* What is required:
Reproduce the material below with "scaly turtle skin" replaced by "textured reptile skin", keeping everything else unchanged.

* Data for this task:
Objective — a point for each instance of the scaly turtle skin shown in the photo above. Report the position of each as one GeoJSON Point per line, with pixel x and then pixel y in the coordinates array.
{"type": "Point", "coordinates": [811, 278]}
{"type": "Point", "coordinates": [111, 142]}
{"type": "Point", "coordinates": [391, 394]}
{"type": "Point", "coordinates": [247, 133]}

* Exercise output:
Objective — a point for each instance of the textured reptile skin shown in the photo above. Report the position of each as one GeoJSON Point per line, with pixel x and then pixel y in the coordinates array.
{"type": "Point", "coordinates": [811, 278]}
{"type": "Point", "coordinates": [111, 142]}
{"type": "Point", "coordinates": [391, 394]}
{"type": "Point", "coordinates": [247, 133]}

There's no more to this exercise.